New research sheds light on how IT teams should patch vulnerabilities

22 Jan 2019

Image: © andriano_cz/

A new report from Kenna Security shows the reality of cybersecurity vulnerability remediation efforts.

Cybersecurity threats can often seem overwhelming, with large volumes of vulnerabilities being disclosed on a regular basis. From processor flaws to software bugs, keeping track of what is most important to deal with is an intimidating task.

New research from Kenna Security and Virginia-based cyber research firm Cyentia Institute shows that, in fact, most vulnerabilities pose little to no danger of being exploited. The two organisations analysed 3bn vulnerabilities managed across more than 500 organisations and 55 external intelligence resources.

The second volume of the Prioritization to Prediction report found that infosec teams are becoming more intelligent when it comes to protecting themselves from today’s major cybersecurity threats, while managing resources and improving efficiency.

The research also found that companies are increasingly recognising that the majority of vulnerabilities are never weaponised or exploited in a cyberattack.

A change in strategy needed from infosec pros

Ed Bellis, CTO at Kenna Security, said: “In our ongoing mission to apply the tenets of data science to cybersecurity, we have begun to benchmark the realities of vulnerability remediation strategies.

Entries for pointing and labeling

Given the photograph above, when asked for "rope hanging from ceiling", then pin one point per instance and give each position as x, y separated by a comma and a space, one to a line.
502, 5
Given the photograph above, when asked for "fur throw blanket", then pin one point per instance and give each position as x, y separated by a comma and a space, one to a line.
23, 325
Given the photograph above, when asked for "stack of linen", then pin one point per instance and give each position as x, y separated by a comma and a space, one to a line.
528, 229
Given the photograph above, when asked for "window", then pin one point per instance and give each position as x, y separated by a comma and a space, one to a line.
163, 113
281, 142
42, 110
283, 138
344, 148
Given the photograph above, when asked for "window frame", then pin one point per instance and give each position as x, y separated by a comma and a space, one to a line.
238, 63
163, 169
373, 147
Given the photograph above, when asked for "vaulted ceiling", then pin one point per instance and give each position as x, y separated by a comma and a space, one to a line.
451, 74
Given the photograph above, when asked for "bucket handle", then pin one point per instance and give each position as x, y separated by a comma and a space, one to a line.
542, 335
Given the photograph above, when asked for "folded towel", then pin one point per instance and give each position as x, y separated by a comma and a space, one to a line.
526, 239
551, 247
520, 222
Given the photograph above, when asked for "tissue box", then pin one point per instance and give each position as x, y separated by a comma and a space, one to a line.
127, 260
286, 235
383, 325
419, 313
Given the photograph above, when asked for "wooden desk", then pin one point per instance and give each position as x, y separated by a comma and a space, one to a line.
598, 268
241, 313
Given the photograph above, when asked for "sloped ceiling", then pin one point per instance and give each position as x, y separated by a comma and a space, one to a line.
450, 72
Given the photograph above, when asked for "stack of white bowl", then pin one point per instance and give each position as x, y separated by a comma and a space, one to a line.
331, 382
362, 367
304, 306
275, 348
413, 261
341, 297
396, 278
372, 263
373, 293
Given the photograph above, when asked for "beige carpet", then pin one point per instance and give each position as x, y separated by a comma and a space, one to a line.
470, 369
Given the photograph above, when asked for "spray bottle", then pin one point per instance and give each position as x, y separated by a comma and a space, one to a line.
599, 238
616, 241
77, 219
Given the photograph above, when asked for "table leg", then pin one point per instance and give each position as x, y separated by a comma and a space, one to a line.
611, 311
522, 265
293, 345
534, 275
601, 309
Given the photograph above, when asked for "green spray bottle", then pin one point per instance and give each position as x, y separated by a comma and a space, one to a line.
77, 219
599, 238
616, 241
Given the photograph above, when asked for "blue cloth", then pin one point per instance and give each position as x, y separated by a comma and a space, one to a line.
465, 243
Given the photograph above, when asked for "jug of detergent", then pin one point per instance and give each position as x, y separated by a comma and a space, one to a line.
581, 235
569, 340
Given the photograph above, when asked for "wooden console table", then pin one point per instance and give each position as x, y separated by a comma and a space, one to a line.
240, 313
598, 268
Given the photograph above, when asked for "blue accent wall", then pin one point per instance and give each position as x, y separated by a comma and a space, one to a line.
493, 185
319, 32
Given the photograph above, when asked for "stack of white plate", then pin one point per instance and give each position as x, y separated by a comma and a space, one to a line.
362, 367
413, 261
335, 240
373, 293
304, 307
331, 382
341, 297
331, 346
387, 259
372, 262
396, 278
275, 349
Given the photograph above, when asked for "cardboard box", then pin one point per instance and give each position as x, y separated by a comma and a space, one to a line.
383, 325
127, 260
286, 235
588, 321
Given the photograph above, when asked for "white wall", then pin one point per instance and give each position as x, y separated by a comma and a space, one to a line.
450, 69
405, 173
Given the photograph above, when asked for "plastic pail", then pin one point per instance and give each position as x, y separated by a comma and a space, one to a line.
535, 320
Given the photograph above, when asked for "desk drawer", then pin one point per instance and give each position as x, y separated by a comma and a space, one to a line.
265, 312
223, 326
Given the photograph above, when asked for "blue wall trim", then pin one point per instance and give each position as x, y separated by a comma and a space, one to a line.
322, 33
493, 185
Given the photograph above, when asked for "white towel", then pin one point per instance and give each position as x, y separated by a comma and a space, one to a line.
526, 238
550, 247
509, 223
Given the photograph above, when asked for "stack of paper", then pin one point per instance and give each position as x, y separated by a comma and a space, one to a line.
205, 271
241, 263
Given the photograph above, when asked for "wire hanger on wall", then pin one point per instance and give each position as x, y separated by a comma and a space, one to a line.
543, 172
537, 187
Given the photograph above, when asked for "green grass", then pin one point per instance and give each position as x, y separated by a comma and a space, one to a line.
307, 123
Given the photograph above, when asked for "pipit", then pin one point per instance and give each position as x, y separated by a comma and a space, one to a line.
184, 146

TO BE DONE =
a – Reproduce the part of the article on vulnerability patching above word for word, beginning at the words "A new report" and stopping after the words "an intimidating task.".
b – Summarize the article on vulnerability patching above in two sentences.

RESULTS BY TASK =
a –
A new report from Kenna Security shows the reality of cybersecurity vulnerability remediation efforts.

Cybersecurity threats can often seem overwhelming, with large volumes of vulnerabilities being disclosed on a regular basis. From processor flaws to software bugs, keeping track of what is most important to deal with is an intimidating task.

b – Research from Kenna Security and the Cyentia Institute analyzed 3 billion vulnerabilities managed across more than 500 organizations and 55 external intelligence resources, and it found that most vulnerabilities pose little to no danger of being exploited. Their Prioritization to Prediction report also found that infosec teams are becoming more intelligent at protecting against major threats while managing resources and improving efficiency, and that companies increasingly recognize that most vulnerabilities are never weaponized or exploited.